— start of INPUT DATA —
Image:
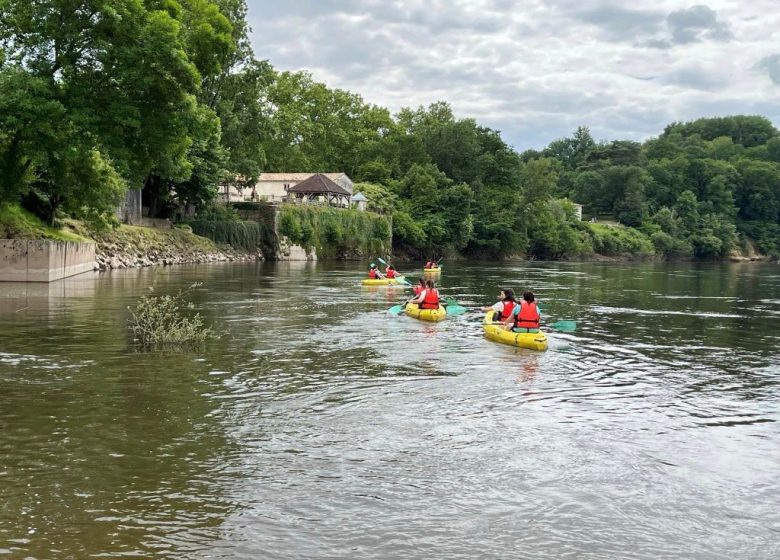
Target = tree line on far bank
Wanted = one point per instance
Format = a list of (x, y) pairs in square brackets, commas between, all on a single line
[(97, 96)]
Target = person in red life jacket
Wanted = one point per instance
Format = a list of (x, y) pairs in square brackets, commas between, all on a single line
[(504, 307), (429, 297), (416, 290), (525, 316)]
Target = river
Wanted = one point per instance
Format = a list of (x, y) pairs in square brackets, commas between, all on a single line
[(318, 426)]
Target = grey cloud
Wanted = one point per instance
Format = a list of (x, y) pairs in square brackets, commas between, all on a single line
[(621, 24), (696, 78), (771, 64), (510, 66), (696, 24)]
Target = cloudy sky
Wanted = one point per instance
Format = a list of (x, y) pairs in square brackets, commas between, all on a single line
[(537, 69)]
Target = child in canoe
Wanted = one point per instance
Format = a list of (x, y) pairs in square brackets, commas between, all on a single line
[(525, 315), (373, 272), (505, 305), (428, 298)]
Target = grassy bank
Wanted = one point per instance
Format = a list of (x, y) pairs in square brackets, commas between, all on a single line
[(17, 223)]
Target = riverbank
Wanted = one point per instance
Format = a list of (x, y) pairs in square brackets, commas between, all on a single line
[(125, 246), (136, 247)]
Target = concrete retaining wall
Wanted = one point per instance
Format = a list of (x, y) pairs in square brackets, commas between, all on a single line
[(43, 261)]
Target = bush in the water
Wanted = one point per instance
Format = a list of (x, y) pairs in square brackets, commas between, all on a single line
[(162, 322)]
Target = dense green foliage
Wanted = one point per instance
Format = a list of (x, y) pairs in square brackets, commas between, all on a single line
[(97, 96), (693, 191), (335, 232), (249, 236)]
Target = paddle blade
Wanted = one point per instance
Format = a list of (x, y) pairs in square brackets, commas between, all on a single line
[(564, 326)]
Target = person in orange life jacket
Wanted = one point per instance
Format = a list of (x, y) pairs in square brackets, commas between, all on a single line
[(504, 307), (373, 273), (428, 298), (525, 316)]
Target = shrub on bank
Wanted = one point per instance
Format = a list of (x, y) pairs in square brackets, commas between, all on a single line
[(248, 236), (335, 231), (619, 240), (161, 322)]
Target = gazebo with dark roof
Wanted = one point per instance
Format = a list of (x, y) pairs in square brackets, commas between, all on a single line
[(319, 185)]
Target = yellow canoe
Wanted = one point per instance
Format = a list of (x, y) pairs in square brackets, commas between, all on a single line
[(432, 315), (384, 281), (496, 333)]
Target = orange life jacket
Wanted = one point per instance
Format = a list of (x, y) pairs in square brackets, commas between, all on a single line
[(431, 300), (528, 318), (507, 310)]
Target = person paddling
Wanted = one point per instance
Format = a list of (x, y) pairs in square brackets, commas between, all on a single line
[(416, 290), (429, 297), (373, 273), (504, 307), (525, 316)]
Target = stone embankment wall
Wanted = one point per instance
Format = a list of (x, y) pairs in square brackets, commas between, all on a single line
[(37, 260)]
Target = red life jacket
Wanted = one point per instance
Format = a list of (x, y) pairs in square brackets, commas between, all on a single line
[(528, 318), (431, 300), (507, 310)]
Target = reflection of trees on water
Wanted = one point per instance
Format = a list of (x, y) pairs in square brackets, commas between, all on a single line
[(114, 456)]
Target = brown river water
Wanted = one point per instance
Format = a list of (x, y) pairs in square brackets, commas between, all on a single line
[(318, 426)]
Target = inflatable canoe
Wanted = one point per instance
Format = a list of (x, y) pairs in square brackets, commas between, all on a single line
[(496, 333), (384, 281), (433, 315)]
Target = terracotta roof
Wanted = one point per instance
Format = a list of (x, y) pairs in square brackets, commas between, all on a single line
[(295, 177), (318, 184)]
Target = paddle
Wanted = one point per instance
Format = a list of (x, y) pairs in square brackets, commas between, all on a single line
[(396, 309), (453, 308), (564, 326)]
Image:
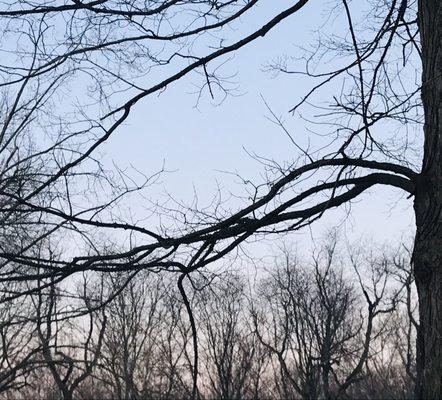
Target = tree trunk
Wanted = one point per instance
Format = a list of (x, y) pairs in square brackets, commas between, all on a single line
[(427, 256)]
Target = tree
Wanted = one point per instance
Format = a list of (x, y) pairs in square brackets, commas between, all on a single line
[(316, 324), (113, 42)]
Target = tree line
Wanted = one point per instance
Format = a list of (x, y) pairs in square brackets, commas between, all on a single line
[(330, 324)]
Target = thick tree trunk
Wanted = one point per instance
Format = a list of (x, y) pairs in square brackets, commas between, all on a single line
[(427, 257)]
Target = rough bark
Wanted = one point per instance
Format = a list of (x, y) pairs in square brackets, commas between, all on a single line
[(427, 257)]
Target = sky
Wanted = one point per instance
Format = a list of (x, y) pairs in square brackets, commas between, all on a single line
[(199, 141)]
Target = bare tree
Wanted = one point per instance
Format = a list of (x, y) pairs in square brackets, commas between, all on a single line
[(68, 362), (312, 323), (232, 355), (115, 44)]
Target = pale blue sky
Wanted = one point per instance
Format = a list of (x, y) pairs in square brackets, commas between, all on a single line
— end of INPUT DATA —
*BRIEF*:
Please put every line of the rows above into a numbered list, skipping any blank lines and leaving the pictures out.

*WRITTEN SOLUTION*:
1. Image:
2. Target = tree line on far bank
3. Wanted = one point per instance
4. Format = a list of (x, y) pairs in square brackets, commas between, all on a single line
5. [(97, 96)]
6. Target = person in red life jacket
7. Wanted = one point per instance
8. Format = a list of (x, y) pairs in square brackets, commas between, all on a single line
9. [(504, 307), (429, 297), (416, 290), (525, 316)]
10. Target = river
11. Wanted = one point per instance
12. Format = a list of (x, y) pairs in square brackets, commas between, all on a single line
13. [(318, 426)]
14. Target = grey cloud
15. Wanted = one point per instance
16. Format = a list of (x, y) pairs in square brackets, commas between, all on a single line
17. [(621, 24), (696, 78), (771, 64), (510, 66), (696, 24)]
18. Target = cloudy sky
19. Wanted = one point per instance
20. Format = a list of (x, y) pairs in square brackets, commas between, all on a single line
21. [(537, 69)]
22. Target = child in canoe
23. Wanted = one point per instance
24. Format = a list of (x, y) pairs in square brackets, commas between, all on a single line
25. [(525, 315), (373, 272), (505, 305), (428, 298)]
26. Target = grassy bank
27. Wanted = one point per instance
28. Format = a list of (x, y) pairs in square brackets, commas between, all on a single line
29. [(17, 223)]
30. Target = riverbank
31. Wanted = one point per instance
32. Format = a list of (x, y) pairs in square brackets, commas between, all on a single line
33. [(125, 246), (136, 247)]
34. Target = concrete retaining wall
35. Wanted = one point per instance
36. Format = a list of (x, y) pairs in square brackets, commas between, all on a single line
37. [(43, 261)]
38. Target = bush in the water
39. Wanted = one point per instance
40. Format = a list of (x, y) pairs in square brackets, commas between, all on a single line
41. [(162, 322)]
42. Target = dense green foliage
43. Wanted = one point per instance
44. Format = a list of (x, y) pairs in square brackets, commas between, all on a single line
45. [(97, 96), (693, 191), (335, 232), (249, 236)]
46. Target = paddle blade
47. Wanted = one point per instance
48. Format = a list of (x, y) pairs in square brackets, commas between, all on a single line
49. [(564, 326)]
50. Target = person in orange life jacket
51. Wanted = one point per instance
52. Format = a list of (x, y) pairs in square brackets, commas between, all on a single line
53. [(504, 307), (373, 273), (428, 298), (525, 316)]
54. Target = shrub on bank
55. Wanted = one point per instance
56. Format = a list of (x, y) pairs in square brackets, commas between, all on a single line
57. [(248, 236), (335, 231), (619, 240), (161, 322)]
58. Target = gazebo with dark roof
59. Wanted = one point per instance
60. Format = a list of (x, y) pairs in square brackets, commas between, all on a single line
61. [(319, 185)]
62. Target = yellow canoe
63. Wanted = one point per instance
64. Format = a list of (x, y) pairs in square brackets, commas between, all on a single line
65. [(432, 315), (384, 281), (496, 333)]
66. Target = orange life jacket
67. Wanted = one point per instance
68. Format = a list of (x, y) pairs in square brackets, commas between, all on a single line
69. [(431, 300), (528, 318), (507, 310)]
70. Target = person paddling
71. Wanted = one point per instance
72. Format = a list of (x, y) pairs in square brackets, commas between, all on a single line
73. [(416, 290), (429, 297), (373, 273), (504, 307), (525, 316)]
74. Target = stone embankment wall
75. Wanted = one point per instance
76. Format = a list of (x, y) pairs in square brackets, commas between, all on a single line
77. [(37, 260)]
78. Target = red life jacket
79. Wanted = one point per instance
80. Format = a list of (x, y) pairs in square brackets, commas between, all on a single line
81. [(528, 318), (431, 300), (507, 310)]
82. Target = reflection of trees on water
83. Wanted = one point per instance
84. Format = a list of (x, y) pairs in square brackets, commas between, all on a single line
85. [(114, 456)]
86. Target = brown river water
87. Wanted = one point per instance
88. Format = a list of (x, y) pairs in square brackets, commas between, all on a single line
89. [(318, 426)]
90. Target = inflatable canoe
91. Wanted = one point per instance
92. Format = a list of (x, y) pairs in square brackets, commas between, all on a single line
93. [(496, 333), (384, 281), (433, 315)]
94. Target = terracotta roof
95. Wanted = one point per instance
96. Format = a list of (x, y) pairs in square brackets, commas between, all on a single line
97. [(295, 177), (318, 184)]
98. Target = paddle
99. Wanted = one point per instance
100. Format = a list of (x, y) pairs in square brackets, commas between, all on a single line
101. [(396, 309), (453, 308), (564, 326)]
102. Image:
103. Target = tree trunk
104. Wanted = one point per instance
105. Format = a list of (x, y) pairs in square brackets, commas between, all on a single line
106. [(427, 256)]
107. Target = tree
108. Wanted = one point per instance
109. Format = a list of (x, y) pairs in square brackets, commas between, all on a single line
110. [(316, 324), (113, 42)]
111. Target = tree line
112. Wanted = one point per instance
113. Format = a list of (x, y) pairs in square brackets, commas between, all on a single line
114. [(330, 324)]
115. Target = thick tree trunk
116. Wanted = one point per instance
117. Format = a list of (x, y) pairs in square brackets, commas between, all on a single line
118. [(427, 257)]
119. Target = rough bark
120. Wanted = one point per instance
121. Format = a list of (x, y) pairs in square brackets, commas between, all on a single line
122. [(427, 257)]
123. Target = sky
124. Wanted = one point per instance
125. Format = a list of (x, y) pairs in square brackets, commas between, all on a single line
126. [(199, 141)]
127. Target = bare tree
128. Wanted = one point per instance
129. Format = a list of (x, y) pairs in square brackets, commas between, all on a single line
130. [(68, 362), (312, 323), (232, 355), (115, 44)]
131. Target = pale blue sky
132. Wanted = one point per instance
133. Format = a list of (x, y) pairs in square brackets, commas between, all on a single line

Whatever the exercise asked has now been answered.